TEXT BLOCK ::

BY CHRISTOPHER CONOVER AND ANDREA KELLY Arizona Public Media
(Editor's note: Updated Oct. 24, 2011 to include information from U.S. Senate campaigns.)
Election Day for the U.S. House and Senate is still more than a year away, but the candidates are working in campaign mode.
Committees for incumbents and challengers are actively raising and spending money in advance of the full election season.
That’s according to campaign finance reports filed by candidates with the Federal Election Commission. The FEC this week released the latest round of quarterly reports.
As candidates continue to prepare for 2012 elections, political action committees, known as PACs, are playing an ever bigger role in campaign funding, including in many Arizona races.

DATA SUPPLIED ::
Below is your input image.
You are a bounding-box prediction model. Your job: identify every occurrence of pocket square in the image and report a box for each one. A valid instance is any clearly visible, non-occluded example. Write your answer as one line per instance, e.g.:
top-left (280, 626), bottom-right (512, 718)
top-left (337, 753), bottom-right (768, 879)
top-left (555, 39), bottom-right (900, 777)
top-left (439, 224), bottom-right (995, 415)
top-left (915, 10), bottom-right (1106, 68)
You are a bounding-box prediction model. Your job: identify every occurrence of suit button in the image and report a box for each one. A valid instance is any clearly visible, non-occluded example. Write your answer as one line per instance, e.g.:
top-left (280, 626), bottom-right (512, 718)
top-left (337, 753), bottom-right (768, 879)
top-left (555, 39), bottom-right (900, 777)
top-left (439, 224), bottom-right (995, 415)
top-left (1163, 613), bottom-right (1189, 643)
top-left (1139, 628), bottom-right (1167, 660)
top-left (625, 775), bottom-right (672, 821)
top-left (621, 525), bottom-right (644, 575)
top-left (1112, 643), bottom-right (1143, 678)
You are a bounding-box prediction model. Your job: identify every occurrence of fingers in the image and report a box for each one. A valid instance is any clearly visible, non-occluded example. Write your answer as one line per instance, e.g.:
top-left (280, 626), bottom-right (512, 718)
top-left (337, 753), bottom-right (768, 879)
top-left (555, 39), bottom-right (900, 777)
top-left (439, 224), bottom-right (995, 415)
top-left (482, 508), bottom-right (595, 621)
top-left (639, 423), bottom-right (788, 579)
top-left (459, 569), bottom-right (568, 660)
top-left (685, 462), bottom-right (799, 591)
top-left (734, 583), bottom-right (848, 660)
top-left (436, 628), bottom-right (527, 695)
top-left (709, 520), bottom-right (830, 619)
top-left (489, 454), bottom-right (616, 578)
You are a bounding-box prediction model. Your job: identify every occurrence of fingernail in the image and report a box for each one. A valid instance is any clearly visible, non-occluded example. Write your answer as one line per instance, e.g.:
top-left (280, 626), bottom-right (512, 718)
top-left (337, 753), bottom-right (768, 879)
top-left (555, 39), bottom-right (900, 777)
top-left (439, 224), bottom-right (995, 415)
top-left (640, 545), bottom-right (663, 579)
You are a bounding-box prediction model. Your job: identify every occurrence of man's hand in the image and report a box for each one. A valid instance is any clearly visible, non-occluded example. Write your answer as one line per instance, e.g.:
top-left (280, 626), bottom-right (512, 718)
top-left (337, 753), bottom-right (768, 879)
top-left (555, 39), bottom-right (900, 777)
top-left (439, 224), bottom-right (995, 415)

REQUESTS ::
**A)** Using the campaign finance article, decide whether each statement agrees with it: (i) the FEC released the latest quarterly reports this week; (ii) only incumbents are raising and spending money so far; (iii) PACs are playing a smaller role in campaign funding. Answer yes or no for each, quoting the words that decide it.
**B)** Extend the campaign finance article, picking up right after its final sentence.
The data here comes from a separate source.

EXERCISE RESPONSES ::
**A)**
(i) Yes: "The FEC this week released the latest round of quarterly reports."
(ii) No: "Committees for incumbents and challengers are actively raising and spending money in advance of the full election season."
(iii) No: "political action committees, known as PACs, are playing an ever bigger role in campaign funding"

**B)**
ARIZONA CAMPAIGN FINANCE SUMMARY
Rep. Gabrielle Giffords, a Democrat representing District 8, raised $189,587 in the third quarter. Her campaign spent $97,600 and has $878,936 cash on hand. Neither Giffords nor her staff has indicated whether she will run for another term, as she continues to recover from a Jan. 8 assassination attempt.
Republican state Sen. Frank Antenori has filed paperwork with the Internal Revenue Service to form an exploratory committee for a congressional run in Giffords’ current district. He has not filed reports with the IRS on his exploratory committee’s fund-raising or expenses.
Additionally, Antenori does not know what district he will run in because the Arizona Independent Redistricting Commission has not finalized district lines for the 2012 election cycle.
Rep. Raúl Grijalva, the Democrat representing District 7, raised $47,752 between July 1 and Sept. 30. His campaign spent $58,341 and has $59,389 in the bank.
Grijalva’s Republican challenger, Gabriela Saucedo Mercer, raised $34,678 in the same time period. She had $29,545 in expenses and has $5,133 left in her account.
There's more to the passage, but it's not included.